→ TASK OBJECTIVE
Where the records below reach the line containing "Target: tabby cat", start transcribing, and end with the line containing "[locate] the cat face", exactly and with nothing else added.

[Source records]
----

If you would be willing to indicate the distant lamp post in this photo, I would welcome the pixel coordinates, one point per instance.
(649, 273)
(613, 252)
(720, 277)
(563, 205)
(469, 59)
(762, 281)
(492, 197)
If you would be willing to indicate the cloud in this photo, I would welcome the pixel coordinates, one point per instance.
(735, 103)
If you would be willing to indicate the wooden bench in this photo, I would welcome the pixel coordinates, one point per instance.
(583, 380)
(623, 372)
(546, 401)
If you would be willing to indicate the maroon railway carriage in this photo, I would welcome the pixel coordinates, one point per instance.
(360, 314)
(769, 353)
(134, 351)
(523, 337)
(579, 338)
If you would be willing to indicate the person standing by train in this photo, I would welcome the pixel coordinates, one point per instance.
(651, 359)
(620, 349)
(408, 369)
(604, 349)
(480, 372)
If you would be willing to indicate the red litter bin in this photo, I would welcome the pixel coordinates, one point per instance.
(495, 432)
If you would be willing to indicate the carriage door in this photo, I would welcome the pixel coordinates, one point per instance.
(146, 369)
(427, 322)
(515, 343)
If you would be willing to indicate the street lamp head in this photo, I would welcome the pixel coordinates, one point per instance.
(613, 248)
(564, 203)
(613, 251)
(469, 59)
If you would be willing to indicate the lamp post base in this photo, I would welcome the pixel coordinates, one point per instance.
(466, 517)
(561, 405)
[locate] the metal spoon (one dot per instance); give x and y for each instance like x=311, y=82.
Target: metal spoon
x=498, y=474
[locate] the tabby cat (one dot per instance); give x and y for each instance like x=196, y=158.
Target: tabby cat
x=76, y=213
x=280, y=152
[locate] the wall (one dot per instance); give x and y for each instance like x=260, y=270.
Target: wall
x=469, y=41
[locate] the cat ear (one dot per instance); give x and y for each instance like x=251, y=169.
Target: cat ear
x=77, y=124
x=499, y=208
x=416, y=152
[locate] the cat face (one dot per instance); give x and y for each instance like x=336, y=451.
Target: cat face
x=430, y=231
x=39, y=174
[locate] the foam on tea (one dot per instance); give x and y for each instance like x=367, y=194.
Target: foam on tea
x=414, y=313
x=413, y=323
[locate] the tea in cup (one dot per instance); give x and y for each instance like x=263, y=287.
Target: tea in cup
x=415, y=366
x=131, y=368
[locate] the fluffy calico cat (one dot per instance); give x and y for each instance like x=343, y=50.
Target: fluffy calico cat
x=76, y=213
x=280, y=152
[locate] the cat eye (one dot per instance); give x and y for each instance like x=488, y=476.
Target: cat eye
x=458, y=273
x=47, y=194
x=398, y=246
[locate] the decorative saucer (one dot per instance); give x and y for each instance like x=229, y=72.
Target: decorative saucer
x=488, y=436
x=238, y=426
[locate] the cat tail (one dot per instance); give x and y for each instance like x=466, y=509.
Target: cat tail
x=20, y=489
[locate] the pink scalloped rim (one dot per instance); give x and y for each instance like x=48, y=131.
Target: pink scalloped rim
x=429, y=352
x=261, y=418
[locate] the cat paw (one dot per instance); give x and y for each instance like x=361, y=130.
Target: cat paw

----

→ EXERCISE ANSWER
Target: tabby cat
x=76, y=213
x=280, y=152
[locate] the wall (one dot per instance); give x and y for each instance like x=260, y=270.
Target: wall
x=469, y=41
[locate] the cat ear (one dot per instance); give x and y for each instance like x=251, y=169.
Target: cat ear
x=77, y=124
x=499, y=208
x=416, y=152
[locate] the cat face (one dot per instance); give x and y for each instance like x=336, y=451.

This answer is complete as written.